Reading passage:
╔══
The court of burgesses (or court leet) was headed by the High Steward of Westminster Abbey, who was usually a prominent national politician. He appointed a high bailiff, who served for life, and performed most of the functions usually exercised by a high sheriff of a county. The city and liberty were divided into twelve wards, each with a burgess and assistant burgess, this arrangement being adopted from the system then used in the City of London. Eight wards were located in the parish of St Margaret, three in St Martin in the Fields, and one for St Clement Danes and the Strand area.

The burgesses chose two head burgesses, one for the city and one for the liberty, who ranked next after the high bailiff. A high constable was appointed by the court leet, under whom was a force of constables. These were absorbed by the Metropolitan Police in 1829.

Following the dissolution of the court of burgesses in 1900, a link has been retained to the old corporation, as the Lord Mayor of Westminster is ex officio Deputy High Steward of Westminster Abbey.
╚══
What you are asked to do:
Extend the account of Westminster's court of burgesses with new writing that begins right after its final sentence.

Material provided:
╔══
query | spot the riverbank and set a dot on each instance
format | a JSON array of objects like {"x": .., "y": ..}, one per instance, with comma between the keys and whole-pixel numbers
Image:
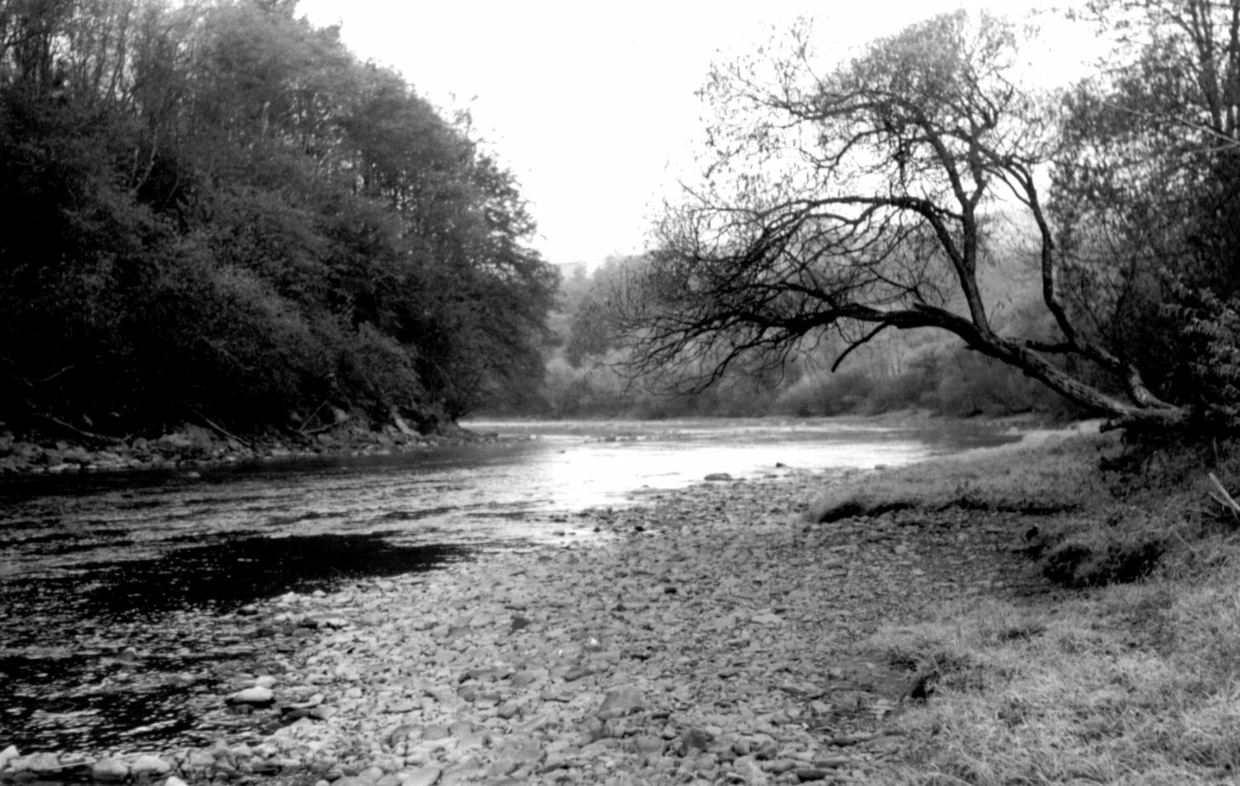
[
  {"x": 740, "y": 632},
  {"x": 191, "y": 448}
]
╚══
╔══
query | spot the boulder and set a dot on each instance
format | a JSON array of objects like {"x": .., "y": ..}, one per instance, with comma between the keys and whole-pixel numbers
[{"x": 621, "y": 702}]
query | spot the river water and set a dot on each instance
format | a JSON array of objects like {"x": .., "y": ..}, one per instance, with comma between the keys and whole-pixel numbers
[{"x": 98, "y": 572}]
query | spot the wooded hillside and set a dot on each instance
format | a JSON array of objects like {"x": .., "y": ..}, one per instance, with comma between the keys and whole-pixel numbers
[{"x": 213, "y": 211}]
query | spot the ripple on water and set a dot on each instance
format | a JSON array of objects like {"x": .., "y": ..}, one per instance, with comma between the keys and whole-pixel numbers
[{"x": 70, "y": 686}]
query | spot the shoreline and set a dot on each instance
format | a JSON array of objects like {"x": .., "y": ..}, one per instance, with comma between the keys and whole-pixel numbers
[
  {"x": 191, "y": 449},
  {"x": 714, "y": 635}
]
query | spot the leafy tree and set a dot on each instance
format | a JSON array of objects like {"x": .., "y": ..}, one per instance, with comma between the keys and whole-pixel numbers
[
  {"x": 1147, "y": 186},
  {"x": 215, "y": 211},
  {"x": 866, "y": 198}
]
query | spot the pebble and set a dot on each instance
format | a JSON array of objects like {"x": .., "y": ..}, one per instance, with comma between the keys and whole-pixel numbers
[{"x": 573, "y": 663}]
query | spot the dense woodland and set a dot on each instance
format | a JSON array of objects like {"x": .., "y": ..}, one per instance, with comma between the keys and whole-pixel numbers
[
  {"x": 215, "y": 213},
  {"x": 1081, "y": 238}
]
╚══
Output:
Westminster returned two members to Parliament. Although outside the Liberty of Westminster, eligible inhabitants of the Liberty of the Savoy, which included part of the parishes of St Clement Danes and St Mary le Strand voted with Westminster.

The City and Liberty of Westminster was a franchise coroner's district until 1930, when it became part of the Central district of the County of London.

===Constituent parishes and other areas===
The City of Westminster consisted of:

- The main part of the parish of St Margaret; after 1727 the combined parishes of St Margaret and St John.
- The extra-parochial Close of the Collegiate Church of St Peter around Westminster Abbey

The Liberty of the City of Westminster consisted of:
- The detached part of the parish of St Margaret
- The parish of St Martin in the Fields; later partly divided into St Anne (1687), St George Hanover Square (1724), St Paul Covent Garden (1645) and St James (1685)
- Part of the parish of St Clement Danes
- Part of the parish of St Mary-le-Strand
- The extra-parochial St James's Palace
- Privy Gardens (also known as Whitehall Gardens)
- Verge of the Palaces of St James and Whitehall (also known as Whitehall)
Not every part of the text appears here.